** Work required **
Produce a verbatim copy of the lines from the one holding "Then put one point on each instance of the running" through the last line of the listing, and nothing else.

** Supplied information **
%%
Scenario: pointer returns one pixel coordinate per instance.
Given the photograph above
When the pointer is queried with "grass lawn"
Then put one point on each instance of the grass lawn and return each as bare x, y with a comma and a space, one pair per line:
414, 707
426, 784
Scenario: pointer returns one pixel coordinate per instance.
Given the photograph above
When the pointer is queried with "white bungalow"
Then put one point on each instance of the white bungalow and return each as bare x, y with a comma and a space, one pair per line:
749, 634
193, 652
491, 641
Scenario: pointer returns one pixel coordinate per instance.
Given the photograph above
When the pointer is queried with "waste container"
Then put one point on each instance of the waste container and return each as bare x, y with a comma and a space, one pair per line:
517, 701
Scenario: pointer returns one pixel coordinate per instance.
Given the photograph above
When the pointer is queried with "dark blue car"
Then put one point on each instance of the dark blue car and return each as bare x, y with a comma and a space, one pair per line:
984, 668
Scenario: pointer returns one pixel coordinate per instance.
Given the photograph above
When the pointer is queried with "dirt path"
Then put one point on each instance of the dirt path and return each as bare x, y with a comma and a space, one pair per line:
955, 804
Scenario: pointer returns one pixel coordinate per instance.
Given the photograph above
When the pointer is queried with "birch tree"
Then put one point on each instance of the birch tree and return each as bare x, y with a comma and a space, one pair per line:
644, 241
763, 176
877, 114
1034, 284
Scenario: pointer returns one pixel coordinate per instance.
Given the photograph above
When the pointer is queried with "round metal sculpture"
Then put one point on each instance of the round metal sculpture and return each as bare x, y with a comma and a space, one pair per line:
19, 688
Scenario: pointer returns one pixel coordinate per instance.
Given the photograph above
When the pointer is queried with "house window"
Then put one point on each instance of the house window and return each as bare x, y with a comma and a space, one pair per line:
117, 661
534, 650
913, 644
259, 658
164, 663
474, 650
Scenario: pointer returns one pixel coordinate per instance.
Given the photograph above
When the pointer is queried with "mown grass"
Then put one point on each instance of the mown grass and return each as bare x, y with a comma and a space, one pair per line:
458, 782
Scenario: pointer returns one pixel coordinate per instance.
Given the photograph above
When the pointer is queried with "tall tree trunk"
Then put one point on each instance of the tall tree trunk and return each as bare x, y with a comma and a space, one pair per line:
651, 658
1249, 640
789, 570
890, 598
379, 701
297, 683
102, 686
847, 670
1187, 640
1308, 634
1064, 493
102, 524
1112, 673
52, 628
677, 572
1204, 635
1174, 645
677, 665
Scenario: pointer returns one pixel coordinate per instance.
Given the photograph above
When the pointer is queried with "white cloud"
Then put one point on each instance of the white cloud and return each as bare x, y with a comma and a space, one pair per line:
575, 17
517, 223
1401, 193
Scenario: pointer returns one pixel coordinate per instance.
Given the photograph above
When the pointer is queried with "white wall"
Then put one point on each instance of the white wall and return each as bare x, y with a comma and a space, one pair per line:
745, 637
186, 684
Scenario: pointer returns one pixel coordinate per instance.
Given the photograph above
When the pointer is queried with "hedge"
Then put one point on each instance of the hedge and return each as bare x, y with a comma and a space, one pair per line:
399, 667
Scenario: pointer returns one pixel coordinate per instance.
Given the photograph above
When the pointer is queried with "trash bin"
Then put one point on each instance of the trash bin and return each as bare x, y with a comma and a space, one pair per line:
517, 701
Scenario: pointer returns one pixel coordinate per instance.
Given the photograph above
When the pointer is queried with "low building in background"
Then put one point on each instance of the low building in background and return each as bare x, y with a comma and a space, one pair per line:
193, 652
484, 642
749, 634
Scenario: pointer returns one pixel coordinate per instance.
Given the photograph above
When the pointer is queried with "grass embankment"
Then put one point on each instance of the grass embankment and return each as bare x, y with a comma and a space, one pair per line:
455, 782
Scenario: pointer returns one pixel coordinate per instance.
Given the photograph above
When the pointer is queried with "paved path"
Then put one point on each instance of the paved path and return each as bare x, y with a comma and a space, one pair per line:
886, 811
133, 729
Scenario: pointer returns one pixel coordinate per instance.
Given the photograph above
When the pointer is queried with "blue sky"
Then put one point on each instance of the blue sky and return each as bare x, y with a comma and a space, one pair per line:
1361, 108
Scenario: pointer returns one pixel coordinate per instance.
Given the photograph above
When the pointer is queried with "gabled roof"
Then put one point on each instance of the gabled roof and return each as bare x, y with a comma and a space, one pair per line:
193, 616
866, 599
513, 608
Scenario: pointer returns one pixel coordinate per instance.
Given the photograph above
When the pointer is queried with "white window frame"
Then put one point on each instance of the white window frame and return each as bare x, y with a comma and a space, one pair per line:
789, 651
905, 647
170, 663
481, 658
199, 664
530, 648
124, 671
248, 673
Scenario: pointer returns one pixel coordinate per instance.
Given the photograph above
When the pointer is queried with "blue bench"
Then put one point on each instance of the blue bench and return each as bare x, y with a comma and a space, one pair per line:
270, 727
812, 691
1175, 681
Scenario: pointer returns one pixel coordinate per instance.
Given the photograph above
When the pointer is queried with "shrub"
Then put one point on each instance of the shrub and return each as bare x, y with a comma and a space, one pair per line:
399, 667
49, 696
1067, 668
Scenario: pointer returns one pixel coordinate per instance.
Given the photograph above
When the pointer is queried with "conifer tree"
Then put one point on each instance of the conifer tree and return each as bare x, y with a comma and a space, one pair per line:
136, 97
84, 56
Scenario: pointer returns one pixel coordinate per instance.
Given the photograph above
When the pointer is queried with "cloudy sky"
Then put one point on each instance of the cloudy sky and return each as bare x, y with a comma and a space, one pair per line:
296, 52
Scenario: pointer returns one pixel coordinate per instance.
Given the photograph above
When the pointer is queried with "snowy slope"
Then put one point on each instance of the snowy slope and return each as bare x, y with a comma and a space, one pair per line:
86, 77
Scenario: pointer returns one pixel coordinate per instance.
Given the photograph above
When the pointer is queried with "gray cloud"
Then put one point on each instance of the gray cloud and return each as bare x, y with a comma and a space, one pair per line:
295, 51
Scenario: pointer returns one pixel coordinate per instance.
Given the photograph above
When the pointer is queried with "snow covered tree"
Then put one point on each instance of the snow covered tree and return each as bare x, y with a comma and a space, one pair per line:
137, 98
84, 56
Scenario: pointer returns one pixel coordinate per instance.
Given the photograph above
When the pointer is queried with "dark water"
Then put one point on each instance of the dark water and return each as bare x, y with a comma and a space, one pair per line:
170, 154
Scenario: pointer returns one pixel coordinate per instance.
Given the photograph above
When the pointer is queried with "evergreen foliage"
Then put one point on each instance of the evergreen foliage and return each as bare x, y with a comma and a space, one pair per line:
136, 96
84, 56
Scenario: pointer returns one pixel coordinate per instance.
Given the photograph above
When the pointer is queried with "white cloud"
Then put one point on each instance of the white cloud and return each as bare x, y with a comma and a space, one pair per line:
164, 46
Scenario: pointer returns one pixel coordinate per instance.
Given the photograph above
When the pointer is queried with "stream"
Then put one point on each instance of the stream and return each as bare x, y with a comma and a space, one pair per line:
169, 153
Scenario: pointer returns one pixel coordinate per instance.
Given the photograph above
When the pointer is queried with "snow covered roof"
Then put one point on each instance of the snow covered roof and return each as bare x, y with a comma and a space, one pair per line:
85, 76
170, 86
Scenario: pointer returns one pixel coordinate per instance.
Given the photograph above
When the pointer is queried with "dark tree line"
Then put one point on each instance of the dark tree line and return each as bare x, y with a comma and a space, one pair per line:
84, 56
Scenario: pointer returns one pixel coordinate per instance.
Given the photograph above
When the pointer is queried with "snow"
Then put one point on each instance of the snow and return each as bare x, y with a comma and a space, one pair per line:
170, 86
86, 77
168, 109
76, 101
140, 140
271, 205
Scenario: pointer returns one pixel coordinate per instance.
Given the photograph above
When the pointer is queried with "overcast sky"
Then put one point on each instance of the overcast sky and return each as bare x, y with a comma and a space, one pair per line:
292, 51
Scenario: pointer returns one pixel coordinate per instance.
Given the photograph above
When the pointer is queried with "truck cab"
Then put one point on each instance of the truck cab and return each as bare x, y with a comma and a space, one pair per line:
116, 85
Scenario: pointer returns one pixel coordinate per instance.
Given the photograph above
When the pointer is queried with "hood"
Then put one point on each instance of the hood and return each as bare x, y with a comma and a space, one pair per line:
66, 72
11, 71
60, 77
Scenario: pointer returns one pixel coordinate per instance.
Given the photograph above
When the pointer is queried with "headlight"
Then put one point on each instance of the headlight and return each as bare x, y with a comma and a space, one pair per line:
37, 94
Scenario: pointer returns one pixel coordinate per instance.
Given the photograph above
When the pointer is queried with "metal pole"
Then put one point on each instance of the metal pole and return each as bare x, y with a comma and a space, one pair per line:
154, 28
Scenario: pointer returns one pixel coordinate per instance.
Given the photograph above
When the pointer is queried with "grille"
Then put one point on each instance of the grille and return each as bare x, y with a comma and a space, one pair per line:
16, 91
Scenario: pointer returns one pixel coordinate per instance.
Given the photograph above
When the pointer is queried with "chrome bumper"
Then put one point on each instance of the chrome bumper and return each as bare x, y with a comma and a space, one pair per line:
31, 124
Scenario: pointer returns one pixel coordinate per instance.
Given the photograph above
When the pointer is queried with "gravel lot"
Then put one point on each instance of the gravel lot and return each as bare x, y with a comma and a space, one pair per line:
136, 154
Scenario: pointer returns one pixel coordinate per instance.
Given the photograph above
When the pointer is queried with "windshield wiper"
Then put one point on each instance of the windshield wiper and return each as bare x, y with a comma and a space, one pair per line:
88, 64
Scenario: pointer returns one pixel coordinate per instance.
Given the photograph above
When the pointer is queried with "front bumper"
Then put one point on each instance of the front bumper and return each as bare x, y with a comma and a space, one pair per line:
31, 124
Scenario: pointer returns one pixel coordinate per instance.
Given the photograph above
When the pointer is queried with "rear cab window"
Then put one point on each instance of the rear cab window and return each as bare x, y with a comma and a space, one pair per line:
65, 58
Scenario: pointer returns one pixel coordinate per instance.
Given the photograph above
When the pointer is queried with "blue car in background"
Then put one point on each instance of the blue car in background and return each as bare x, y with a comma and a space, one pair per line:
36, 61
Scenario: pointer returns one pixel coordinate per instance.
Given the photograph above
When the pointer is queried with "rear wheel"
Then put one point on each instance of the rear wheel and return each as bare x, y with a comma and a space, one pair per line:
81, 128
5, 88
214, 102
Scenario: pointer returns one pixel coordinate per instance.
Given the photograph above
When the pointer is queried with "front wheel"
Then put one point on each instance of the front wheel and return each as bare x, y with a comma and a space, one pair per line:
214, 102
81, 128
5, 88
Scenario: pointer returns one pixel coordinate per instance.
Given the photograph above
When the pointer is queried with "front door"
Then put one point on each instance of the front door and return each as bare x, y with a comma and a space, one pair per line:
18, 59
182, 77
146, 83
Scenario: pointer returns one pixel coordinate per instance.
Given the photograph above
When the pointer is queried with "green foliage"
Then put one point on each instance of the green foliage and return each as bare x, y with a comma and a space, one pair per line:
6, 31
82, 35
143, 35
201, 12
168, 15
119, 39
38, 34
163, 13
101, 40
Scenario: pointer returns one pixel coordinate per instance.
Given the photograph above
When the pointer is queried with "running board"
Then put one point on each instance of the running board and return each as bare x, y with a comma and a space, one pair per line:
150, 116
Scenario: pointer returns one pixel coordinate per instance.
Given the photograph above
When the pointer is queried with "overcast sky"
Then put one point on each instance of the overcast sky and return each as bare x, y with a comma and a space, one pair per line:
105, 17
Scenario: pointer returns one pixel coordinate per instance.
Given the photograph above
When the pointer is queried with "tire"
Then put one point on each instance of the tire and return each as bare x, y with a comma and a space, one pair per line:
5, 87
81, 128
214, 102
%%
** Task response **
Then put one point on each instance of the running board and return each as bare x, y with a comma and a space, one pair per line:
150, 116
Scenario: pointer returns one pixel coordinate per instance.
Given the photograph above
When the pointer is queried with "overcast sky"
Then put one point on each instance of the overcast sky and return each as bare x, y with a comma and a space, one pair per line:
105, 17
Scenario: pointer returns one pixel coordinate per instance.
Given the photograph above
When the pointer is queried with "tire"
Then put one point on each instance of the tire and return each as bare x, y with a comma and a space, one pair per line:
5, 87
81, 128
214, 102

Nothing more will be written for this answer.